Work to do: Rewrite the lines of the material below as a numbered list, starting at the line that contains "Target = still water" and running through the end of the material, both ends included. Leave out any blank lines.

───── Listing

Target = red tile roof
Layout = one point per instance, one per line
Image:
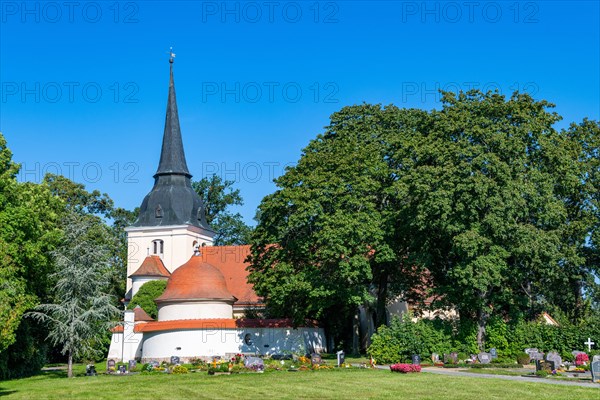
(139, 314)
(231, 261)
(218, 324)
(152, 266)
(196, 279)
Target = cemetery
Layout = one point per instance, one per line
(344, 199)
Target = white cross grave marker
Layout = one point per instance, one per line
(589, 344)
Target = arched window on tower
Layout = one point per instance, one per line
(158, 247)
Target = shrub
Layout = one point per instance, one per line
(405, 368)
(403, 338)
(523, 358)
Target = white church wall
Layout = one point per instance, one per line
(126, 345)
(178, 245)
(208, 343)
(132, 341)
(115, 351)
(194, 310)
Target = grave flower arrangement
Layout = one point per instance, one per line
(405, 368)
(219, 366)
(581, 359)
(238, 358)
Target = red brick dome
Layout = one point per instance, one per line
(196, 280)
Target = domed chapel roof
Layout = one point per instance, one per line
(196, 280)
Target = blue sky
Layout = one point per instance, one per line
(84, 83)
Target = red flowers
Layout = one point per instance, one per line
(405, 368)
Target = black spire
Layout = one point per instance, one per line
(172, 200)
(172, 156)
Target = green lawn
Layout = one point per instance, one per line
(332, 384)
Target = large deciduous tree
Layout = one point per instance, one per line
(81, 311)
(483, 206)
(327, 241)
(218, 196)
(145, 297)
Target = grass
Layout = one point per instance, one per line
(331, 384)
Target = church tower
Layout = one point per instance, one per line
(171, 222)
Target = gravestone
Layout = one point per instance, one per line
(315, 359)
(341, 357)
(541, 365)
(255, 363)
(451, 358)
(595, 370)
(90, 370)
(484, 358)
(555, 358)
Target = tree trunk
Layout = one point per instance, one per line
(70, 366)
(381, 310)
(356, 333)
(481, 322)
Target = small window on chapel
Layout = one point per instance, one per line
(158, 247)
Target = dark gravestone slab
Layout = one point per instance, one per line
(595, 369)
(555, 358)
(315, 359)
(254, 363)
(341, 357)
(541, 365)
(484, 358)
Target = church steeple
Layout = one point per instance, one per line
(172, 156)
(172, 200)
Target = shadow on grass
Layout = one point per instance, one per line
(5, 392)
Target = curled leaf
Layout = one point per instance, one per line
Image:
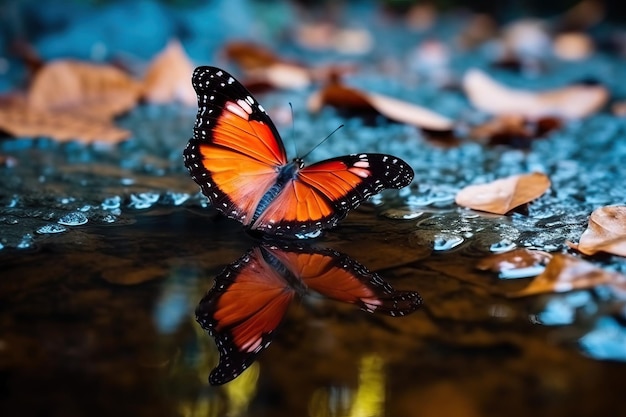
(517, 263)
(23, 120)
(337, 95)
(503, 195)
(167, 77)
(606, 232)
(571, 102)
(567, 273)
(97, 92)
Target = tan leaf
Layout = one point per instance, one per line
(515, 259)
(567, 273)
(503, 195)
(572, 102)
(23, 120)
(606, 232)
(573, 46)
(93, 91)
(347, 98)
(168, 77)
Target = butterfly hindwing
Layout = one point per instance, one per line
(323, 193)
(339, 277)
(241, 311)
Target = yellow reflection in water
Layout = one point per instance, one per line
(368, 400)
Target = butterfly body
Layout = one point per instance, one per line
(238, 159)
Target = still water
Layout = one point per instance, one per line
(101, 321)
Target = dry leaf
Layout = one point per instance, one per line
(251, 56)
(23, 120)
(347, 98)
(168, 77)
(515, 259)
(566, 273)
(503, 195)
(606, 232)
(97, 92)
(573, 46)
(514, 130)
(264, 68)
(571, 102)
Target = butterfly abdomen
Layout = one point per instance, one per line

──────────

Result below:
1. Target = still water
2. Layout = one point per instance, one per line
3. (101, 321)
4. Target = dry leaf
5. Layout = one point per instance, one per line
6. (251, 56)
7. (23, 120)
8. (347, 98)
9. (168, 77)
10. (515, 259)
11. (566, 273)
12. (503, 195)
13. (606, 232)
14. (97, 92)
15. (573, 46)
16. (514, 130)
17. (264, 68)
18. (571, 102)
19. Target = butterfly abdomen
20. Layout = one point per instance, one per line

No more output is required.